PROBLEM TO WORK ON =
From the line with "Where can the building column" through the final line below, restate each line word for word and return nothing else.

Region pointing data:
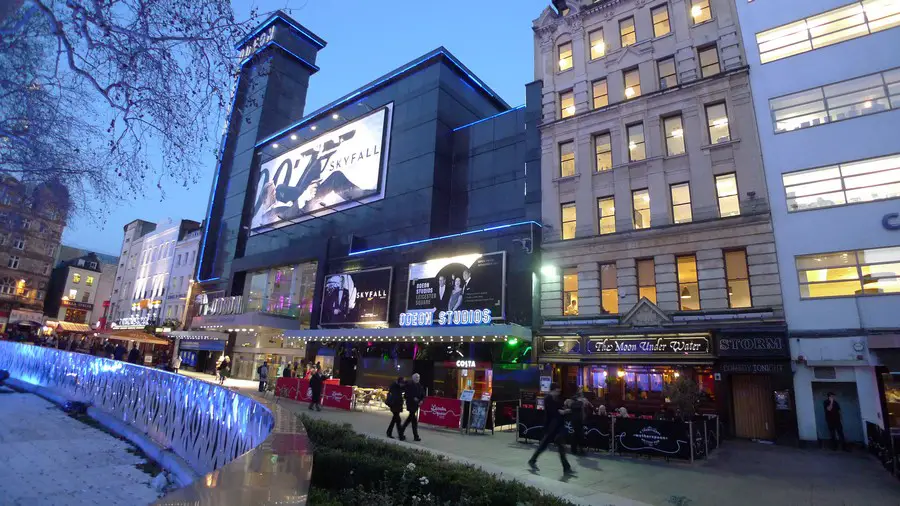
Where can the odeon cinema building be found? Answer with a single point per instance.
(392, 231)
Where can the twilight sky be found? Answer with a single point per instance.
(366, 39)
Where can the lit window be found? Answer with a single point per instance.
(674, 131)
(568, 220)
(660, 16)
(607, 213)
(609, 292)
(632, 83)
(603, 152)
(681, 203)
(598, 46)
(626, 32)
(647, 279)
(565, 56)
(641, 203)
(636, 146)
(846, 183)
(709, 61)
(726, 191)
(567, 159)
(688, 287)
(738, 279)
(601, 95)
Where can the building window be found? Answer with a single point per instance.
(601, 94)
(607, 213)
(717, 122)
(603, 152)
(565, 56)
(641, 202)
(570, 292)
(849, 273)
(738, 279)
(726, 191)
(598, 46)
(688, 287)
(709, 61)
(674, 135)
(609, 292)
(681, 203)
(636, 144)
(632, 83)
(700, 11)
(660, 16)
(845, 183)
(667, 77)
(626, 32)
(837, 25)
(836, 102)
(566, 104)
(568, 220)
(647, 279)
(567, 159)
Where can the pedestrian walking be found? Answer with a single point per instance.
(415, 393)
(394, 402)
(553, 428)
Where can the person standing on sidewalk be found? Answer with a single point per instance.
(553, 430)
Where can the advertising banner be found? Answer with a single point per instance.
(337, 170)
(441, 411)
(357, 297)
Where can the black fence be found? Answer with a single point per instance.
(670, 439)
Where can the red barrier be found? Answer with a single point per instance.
(441, 411)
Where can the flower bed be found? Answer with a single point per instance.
(349, 468)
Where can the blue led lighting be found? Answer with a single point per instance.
(432, 239)
(489, 117)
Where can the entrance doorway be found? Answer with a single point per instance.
(754, 414)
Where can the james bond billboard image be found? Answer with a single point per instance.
(337, 170)
(356, 297)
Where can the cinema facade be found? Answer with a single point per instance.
(395, 230)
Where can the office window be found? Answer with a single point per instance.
(568, 221)
(598, 45)
(674, 135)
(849, 273)
(626, 32)
(647, 279)
(607, 213)
(565, 56)
(688, 287)
(609, 292)
(726, 191)
(738, 279)
(666, 69)
(566, 104)
(570, 291)
(641, 203)
(603, 152)
(567, 159)
(632, 83)
(660, 16)
(837, 25)
(601, 94)
(846, 183)
(709, 61)
(636, 146)
(681, 203)
(700, 11)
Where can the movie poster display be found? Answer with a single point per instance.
(356, 297)
(337, 170)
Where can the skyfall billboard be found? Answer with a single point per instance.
(338, 170)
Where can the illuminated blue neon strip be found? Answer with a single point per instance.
(489, 117)
(432, 239)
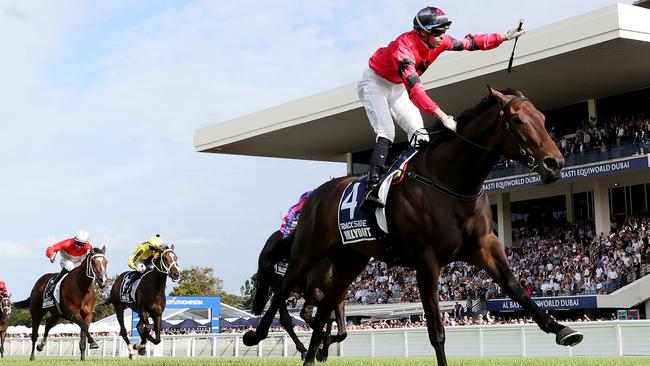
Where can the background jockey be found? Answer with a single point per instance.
(391, 89)
(73, 251)
(144, 253)
(4, 292)
(290, 220)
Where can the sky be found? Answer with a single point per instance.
(100, 100)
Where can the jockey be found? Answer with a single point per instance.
(143, 255)
(73, 251)
(4, 292)
(391, 87)
(290, 220)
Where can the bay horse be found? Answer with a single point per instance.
(437, 214)
(77, 300)
(5, 310)
(319, 279)
(150, 300)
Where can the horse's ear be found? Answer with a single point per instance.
(498, 95)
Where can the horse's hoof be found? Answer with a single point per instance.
(250, 338)
(568, 337)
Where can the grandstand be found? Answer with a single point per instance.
(579, 245)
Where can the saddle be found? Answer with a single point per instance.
(55, 298)
(356, 224)
(129, 287)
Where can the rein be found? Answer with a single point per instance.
(161, 267)
(532, 162)
(90, 271)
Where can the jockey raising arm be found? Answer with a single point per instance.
(4, 292)
(290, 220)
(73, 251)
(391, 87)
(145, 252)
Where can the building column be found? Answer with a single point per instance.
(591, 109)
(568, 201)
(504, 219)
(601, 207)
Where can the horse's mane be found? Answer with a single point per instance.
(488, 101)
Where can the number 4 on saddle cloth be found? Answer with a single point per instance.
(355, 224)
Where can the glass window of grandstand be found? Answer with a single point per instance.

ANSWER =
Where can the building column be found? Answer with a single point per instance.
(591, 109)
(568, 201)
(504, 219)
(601, 207)
Where can the horse's mane be found? Answer with a single point per instance.
(488, 101)
Where can the number 4 on saddle cloth be found? Answer with a single point per instance.
(355, 224)
Where can the glass window of grandstand be found? Answer with a single point per instance.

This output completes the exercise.